> [TEXT SEGMENT]
=======

As part of the state’s ongoing efforts to directly support small businesses, WEDC will locate its Madison offices in the Urban League of Greater Madison’s Black Business Hub when construction is complete in 2023.

“WEDC is strengthening our relationships with small businesses and entrepreneurs. This move will enable WEDC to physically be a part of Wisconsin’s entrepreneurial ecosystem,” says WEDC Secretary and CEO Missy Hughes. “We will literally be working alongside some of our state’s most exciting innovators, and we will be close enough to serve as a resource for the young companies that will call the business Hub home. Embedding ourselves in the Hub will also help WEDC connect with traditionally underserved communities, including people of color, women and LGBTQ individuals who may not have the same access to capital and technical expertise as others.”

Since the start of the COVID-19 pandemic, WEDC has provided more than $600 million in assistance to small businesses across the state, including aid targeted to diverse businesses that were hardest hit. WEDC has identified finding solutions to Wisconsin’s long- and short-term workforce needs, addressing the effects of systemic racial and economic inequities, and investing in community infrastructure as its three top priorities in building the state’s economic recovery.

Located on Madison’s South Side, the Urban League’s Black Business Hub will be an enterprise center devoted to helping under-served entrepreneurs build their businesses. The four-story Hub, located at the corner of Park Street and Hughes Place, will include office space, retail storefronts, pop-up vending spaces, co-working space, a shared commercial kitchen and more.

“With WEDC moving into the facility, there is no other entity in this state that will have as many economic development partners located in a single facility. Having the resources in the Hub is like adding rocket fuel to the work of aiding minority-owned businesses,” says Dr. Ruben Anthony, president and CEO of the Urban League of Greater Madison.

The Black Business Hub is set to become the Madison region’s premier Black-led enterprise center devoted to assisting underserved entrepreneurs. While the Hub will be a destination that will serve the entire Madison region, its location in South Madison, the city’s oldest African American enclave, constitutes a significant investment in this neighborhood.

The Black Business Hub will be much more than a building. It will be a self-contained, full-service ecosystem of resources devoted to incubating, accelerating, and networking Black and other underserved entrepreneurs. This place-based, Black-led system of entrepreneurial empowerment will include training, coaching, networking and other programming that will serve hundreds of current and aspiring entrepreneurs annually.

=======

> [THE DATA]
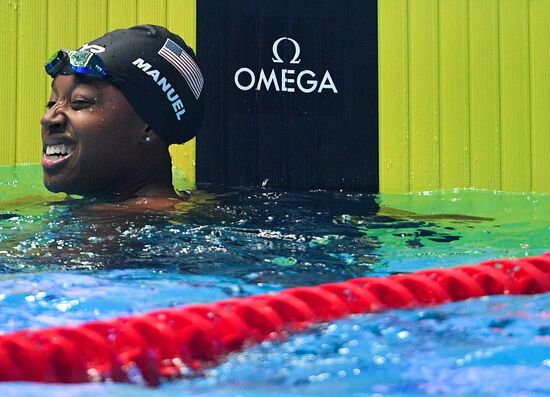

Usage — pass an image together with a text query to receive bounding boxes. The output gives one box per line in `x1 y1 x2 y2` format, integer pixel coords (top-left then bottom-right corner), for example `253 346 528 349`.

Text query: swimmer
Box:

=======

> [WHAT THIS EXERCISE ASKS]
[1] Rewrite the Black Business Hub announcement from "The Black Business Hub is" up to and including "in this neighborhood.", changing "premier" to "leading".
[2] In the Black Business Hub announcement, at which corner will the four-story Hub be located?

> [EXPECTED RESPONSES]
[1]
The Black Business Hub is set to become the Madison region’s leading Black-led enterprise center devoted to assisting underserved entrepreneurs. While the Hub will be a destination that will serve the entire Madison region, its location in South Madison, the city’s oldest African American enclave, constitutes a significant investment in this neighborhood.

[2] At the corner of Park Street and Hughes Place.